## Task:
Rewrite the listing below with every occurrence of "castle" changed to "fortress", keeping everything else the same. Omit the pictures from your answer.

Rows from a dataset:

□ □ □ □ □

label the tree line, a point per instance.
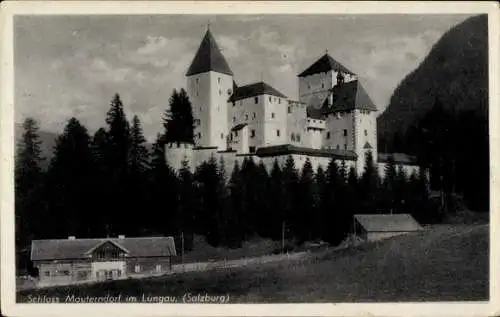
(109, 183)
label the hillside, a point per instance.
(445, 263)
(455, 71)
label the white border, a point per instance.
(10, 8)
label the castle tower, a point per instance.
(209, 85)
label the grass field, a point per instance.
(444, 263)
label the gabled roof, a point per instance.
(253, 90)
(349, 96)
(59, 249)
(388, 223)
(209, 58)
(324, 64)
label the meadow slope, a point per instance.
(444, 263)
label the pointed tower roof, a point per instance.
(324, 64)
(209, 58)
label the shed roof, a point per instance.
(388, 223)
(253, 90)
(324, 64)
(59, 249)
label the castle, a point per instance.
(333, 118)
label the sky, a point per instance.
(71, 66)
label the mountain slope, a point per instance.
(455, 71)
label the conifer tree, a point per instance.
(118, 149)
(29, 178)
(308, 204)
(276, 197)
(290, 196)
(70, 183)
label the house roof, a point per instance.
(59, 249)
(209, 58)
(349, 96)
(399, 158)
(324, 64)
(388, 223)
(288, 149)
(253, 90)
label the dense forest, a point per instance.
(439, 113)
(109, 183)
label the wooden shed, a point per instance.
(380, 226)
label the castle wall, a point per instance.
(339, 132)
(275, 120)
(208, 93)
(296, 123)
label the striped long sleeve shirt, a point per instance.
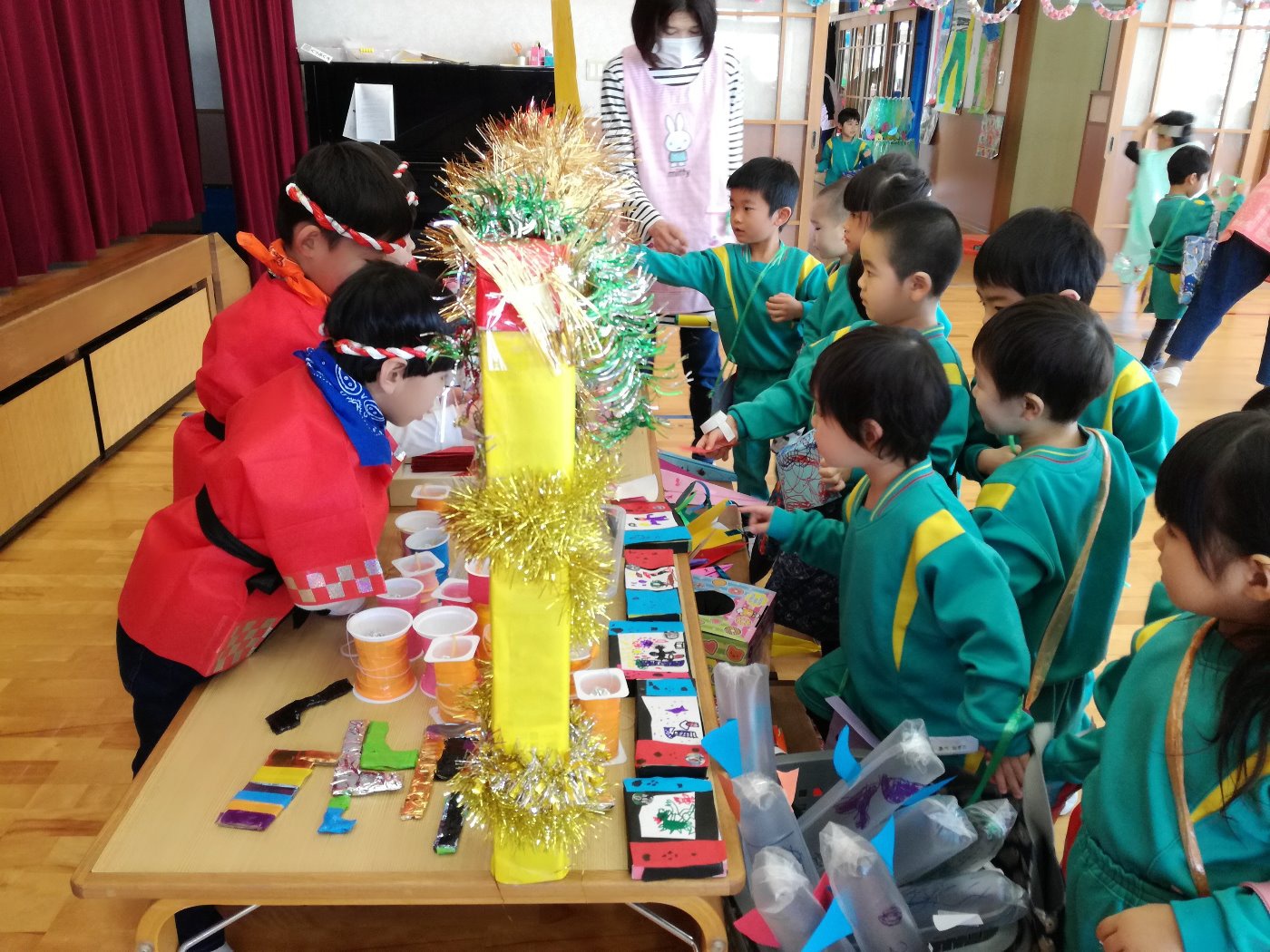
(618, 126)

□ □ □ □ □

## Solved problem:
label the tree line, a point per instance.
(109, 183)
label the hillside, a point per instance.
(445, 263)
(455, 71)
label the white border, a point per instance.
(10, 8)
label the fortress tower, a point per instance.
(209, 85)
label the grass field, a point per instance.
(444, 263)
label the gabled roof, a point per instance.
(253, 90)
(349, 96)
(59, 249)
(388, 223)
(209, 58)
(324, 64)
label the meadow slope, a point per instance.
(444, 263)
label the pointed tower roof, a point per instance.
(324, 64)
(209, 58)
label the shed roof, a point per instance.
(388, 223)
(253, 90)
(324, 64)
(59, 249)
label the fortress, a point per instance.
(333, 118)
label the sky, a point per instance.
(71, 66)
label the mountain slope, a point per instance.
(455, 71)
label the conifer tree, a point per instance.
(118, 149)
(29, 178)
(308, 204)
(276, 197)
(290, 196)
(70, 183)
label the house roof, a point per instance.
(59, 249)
(209, 58)
(349, 96)
(399, 158)
(324, 64)
(388, 223)
(288, 149)
(253, 90)
label the dense forest, a point per instance.
(439, 113)
(109, 183)
label the wooden shed, a point per instance.
(380, 226)
label the fortress wall, a point per instance.
(339, 132)
(275, 120)
(208, 93)
(296, 123)
label the striped long sleeve shirt, a point per instance.
(618, 126)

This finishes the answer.